** START OF TEXT PROVIDED **

Module 0303: "Compiling" control structure to TTPASM

About this module

Purpose of this module

This module contains the instructions to convert a C program into assembly language code in a step-by-step manner. While this module is not intended for people who want to write compilers, it is certainly useful for that purpose.

C control structures

This section introduces simple transformations that turn regular C code into C code that has no control structures except for “conditional goto” constructs.

Condition statements

First, it is important to understand the C syntax of conditional statements without braces.

if (a<b)
  a++;
  b--;

The above code is actually the same as the following code.

if (a<b)
{
  a++;
}
b--;

This is because, after the parenthesized condition, C++ expects a single statement to specify the then-statement. a++;, by itself, is a statement. After the then-statement, there are two alternatives.

Block statements (braces {}) are highly recommended in normal C++ coding because of this. However, in the context of this module, the intention is “flattening” the structured code. As a result, the intention is to get rid of block statements one step at a time.

if (c)
{
  blk1; // blk1 is a placeholder for the then-statement
}
else
{
  blk2; // blk2 is a placeholder for the else-statement
}

Translates to

if (!c) goto L1;
  blk1;
  goto L2;
L1:
  blk2;
L2:

If there is no else, then

if (c)
{
  blk1;
}

translates to

if (!c) goto L1;
  blk1;
L1:

This is because the following code optimizes to no code:

goto L2;
L2:

Pre-checking loop

while (c)

** END OF TEXT PROVIDED **
** START OF RECORDS SHOWN **

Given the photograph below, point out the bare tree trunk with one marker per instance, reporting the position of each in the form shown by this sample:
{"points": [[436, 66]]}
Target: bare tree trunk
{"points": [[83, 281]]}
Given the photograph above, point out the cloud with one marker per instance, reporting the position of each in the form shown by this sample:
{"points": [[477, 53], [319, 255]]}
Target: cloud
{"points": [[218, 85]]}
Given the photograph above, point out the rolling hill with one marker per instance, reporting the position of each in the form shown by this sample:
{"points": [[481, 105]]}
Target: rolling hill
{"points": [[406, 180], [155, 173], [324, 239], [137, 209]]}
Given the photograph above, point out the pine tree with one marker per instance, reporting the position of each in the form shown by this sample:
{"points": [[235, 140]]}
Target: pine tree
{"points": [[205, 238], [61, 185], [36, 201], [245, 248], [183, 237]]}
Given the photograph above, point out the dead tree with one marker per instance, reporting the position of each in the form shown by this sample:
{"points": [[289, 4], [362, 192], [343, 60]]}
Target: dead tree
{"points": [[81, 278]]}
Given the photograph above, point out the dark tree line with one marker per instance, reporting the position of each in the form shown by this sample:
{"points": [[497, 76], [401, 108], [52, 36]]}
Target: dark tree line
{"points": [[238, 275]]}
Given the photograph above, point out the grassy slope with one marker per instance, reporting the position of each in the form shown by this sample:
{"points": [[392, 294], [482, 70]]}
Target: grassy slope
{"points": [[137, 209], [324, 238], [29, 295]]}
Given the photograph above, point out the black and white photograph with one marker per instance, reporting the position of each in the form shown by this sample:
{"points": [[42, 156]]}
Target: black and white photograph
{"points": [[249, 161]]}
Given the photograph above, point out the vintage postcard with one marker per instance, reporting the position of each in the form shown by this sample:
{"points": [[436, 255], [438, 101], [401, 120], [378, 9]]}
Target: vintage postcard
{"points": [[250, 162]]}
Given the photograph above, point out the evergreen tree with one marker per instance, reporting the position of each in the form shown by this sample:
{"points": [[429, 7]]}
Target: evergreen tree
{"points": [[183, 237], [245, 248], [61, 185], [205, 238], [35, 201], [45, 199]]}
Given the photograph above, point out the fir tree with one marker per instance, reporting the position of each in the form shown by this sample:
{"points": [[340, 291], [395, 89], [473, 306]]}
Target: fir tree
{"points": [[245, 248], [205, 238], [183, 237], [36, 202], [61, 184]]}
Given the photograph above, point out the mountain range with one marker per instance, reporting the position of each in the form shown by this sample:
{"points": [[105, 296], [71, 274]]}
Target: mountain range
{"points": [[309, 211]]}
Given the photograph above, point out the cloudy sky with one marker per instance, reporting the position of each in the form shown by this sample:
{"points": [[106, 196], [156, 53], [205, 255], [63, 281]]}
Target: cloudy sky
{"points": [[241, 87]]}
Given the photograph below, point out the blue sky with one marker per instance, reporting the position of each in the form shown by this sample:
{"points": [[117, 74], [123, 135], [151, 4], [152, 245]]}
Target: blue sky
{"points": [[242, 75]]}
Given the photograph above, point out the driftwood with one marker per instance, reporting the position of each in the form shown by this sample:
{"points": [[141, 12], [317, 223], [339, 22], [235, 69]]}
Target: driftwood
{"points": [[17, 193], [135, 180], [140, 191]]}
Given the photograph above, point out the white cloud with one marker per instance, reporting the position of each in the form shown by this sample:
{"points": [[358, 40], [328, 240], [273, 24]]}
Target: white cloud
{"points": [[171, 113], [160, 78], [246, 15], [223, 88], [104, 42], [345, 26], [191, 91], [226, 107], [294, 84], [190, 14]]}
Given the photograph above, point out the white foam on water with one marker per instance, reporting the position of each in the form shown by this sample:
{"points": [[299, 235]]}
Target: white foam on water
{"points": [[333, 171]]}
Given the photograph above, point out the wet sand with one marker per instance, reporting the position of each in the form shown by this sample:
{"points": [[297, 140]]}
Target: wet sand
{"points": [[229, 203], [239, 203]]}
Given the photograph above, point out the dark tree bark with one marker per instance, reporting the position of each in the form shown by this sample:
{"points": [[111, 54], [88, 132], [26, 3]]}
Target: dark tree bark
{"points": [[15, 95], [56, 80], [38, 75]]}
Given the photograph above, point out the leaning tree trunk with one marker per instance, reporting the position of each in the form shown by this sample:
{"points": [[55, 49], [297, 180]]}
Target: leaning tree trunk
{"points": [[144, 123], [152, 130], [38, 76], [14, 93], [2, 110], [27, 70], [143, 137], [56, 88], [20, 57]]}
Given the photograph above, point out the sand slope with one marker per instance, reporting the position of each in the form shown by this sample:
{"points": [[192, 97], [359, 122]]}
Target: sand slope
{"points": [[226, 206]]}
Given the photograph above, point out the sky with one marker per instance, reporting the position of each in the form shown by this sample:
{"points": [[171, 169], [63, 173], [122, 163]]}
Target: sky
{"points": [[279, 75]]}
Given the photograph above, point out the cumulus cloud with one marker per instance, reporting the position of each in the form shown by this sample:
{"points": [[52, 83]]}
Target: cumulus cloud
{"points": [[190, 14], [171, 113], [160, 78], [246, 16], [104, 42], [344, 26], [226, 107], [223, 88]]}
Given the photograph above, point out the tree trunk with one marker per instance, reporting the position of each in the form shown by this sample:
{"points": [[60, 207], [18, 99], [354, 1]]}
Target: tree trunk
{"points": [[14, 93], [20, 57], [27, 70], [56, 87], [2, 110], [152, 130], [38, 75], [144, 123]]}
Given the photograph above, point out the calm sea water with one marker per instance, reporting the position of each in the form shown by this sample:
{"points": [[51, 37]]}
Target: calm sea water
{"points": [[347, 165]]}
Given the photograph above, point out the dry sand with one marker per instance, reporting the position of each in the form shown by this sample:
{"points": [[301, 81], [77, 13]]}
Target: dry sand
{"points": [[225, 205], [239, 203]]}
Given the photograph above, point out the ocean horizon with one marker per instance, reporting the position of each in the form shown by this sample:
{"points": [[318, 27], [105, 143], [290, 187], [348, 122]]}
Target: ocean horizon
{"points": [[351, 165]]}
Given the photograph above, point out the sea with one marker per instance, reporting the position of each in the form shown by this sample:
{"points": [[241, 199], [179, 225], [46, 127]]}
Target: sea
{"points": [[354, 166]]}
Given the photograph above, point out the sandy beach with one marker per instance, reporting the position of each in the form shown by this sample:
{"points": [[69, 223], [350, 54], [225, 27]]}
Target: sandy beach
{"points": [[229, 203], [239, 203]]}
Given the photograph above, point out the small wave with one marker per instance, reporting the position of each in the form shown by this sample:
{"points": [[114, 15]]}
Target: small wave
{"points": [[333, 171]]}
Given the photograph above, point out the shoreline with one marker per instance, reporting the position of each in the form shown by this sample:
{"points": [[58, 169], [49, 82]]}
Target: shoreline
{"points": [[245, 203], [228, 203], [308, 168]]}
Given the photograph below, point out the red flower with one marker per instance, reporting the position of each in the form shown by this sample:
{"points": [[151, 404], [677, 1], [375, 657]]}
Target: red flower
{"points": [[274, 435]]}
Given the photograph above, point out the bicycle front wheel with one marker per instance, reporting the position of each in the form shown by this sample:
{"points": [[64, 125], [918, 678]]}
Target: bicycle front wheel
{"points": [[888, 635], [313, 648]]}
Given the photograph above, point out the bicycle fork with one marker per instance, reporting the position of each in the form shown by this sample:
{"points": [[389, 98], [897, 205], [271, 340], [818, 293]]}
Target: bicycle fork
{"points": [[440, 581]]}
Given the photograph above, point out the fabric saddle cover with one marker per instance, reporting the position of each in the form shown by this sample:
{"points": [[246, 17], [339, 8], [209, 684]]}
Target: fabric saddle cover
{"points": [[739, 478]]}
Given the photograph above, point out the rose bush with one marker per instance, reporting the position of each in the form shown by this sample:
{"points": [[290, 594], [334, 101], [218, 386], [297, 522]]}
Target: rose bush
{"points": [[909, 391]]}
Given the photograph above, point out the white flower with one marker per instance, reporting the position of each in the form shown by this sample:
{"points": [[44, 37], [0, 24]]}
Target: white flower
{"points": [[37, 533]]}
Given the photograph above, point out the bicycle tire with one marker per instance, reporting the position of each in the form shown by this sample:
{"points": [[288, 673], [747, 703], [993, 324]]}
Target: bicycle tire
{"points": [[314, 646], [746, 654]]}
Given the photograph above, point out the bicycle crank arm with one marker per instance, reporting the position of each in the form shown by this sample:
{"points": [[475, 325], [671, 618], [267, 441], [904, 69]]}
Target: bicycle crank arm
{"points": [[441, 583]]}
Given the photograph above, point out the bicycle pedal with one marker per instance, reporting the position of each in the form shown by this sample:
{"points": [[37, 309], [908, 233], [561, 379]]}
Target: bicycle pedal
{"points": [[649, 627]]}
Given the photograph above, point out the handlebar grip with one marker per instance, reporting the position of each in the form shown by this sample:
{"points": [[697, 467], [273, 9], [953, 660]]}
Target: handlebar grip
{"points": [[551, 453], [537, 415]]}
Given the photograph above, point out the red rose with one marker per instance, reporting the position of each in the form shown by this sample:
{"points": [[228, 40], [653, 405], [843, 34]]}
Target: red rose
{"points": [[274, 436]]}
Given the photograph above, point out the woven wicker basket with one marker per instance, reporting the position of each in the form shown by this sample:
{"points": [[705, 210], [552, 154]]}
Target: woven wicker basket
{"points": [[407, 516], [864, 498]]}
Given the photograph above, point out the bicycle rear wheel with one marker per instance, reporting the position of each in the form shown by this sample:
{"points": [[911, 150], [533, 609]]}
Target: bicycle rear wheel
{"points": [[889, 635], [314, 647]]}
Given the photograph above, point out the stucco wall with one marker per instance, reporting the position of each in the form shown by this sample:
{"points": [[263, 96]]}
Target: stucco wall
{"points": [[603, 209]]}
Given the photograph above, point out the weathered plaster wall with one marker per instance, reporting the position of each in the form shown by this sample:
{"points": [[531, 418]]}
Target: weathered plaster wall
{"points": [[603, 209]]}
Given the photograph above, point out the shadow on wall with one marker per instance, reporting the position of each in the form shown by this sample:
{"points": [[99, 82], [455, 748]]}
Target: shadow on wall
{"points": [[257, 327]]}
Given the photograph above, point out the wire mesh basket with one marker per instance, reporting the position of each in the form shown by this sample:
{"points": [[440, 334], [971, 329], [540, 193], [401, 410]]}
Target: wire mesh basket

** END OF RECORDS SHOWN **

§ **AIM OF THE TASK**
In the module on compiling C control structures, retype everything from "About this module" down to "statements without braces.".

§ **CORRECT OUTPUT**
About this module

Purpose of this module

This module contains the instructions to convert a C program into assembly language code in a step-by-step manner. While this module is not intended for people who want to write compilers, it is certainly useful for that purpose.

C control structures

This section introduces simple transformations that turn regular C code into C code that has no control structures except for “conditional goto” constructs.

Condition statements

First, it is important to understand the C syntax of conditional statements without braces.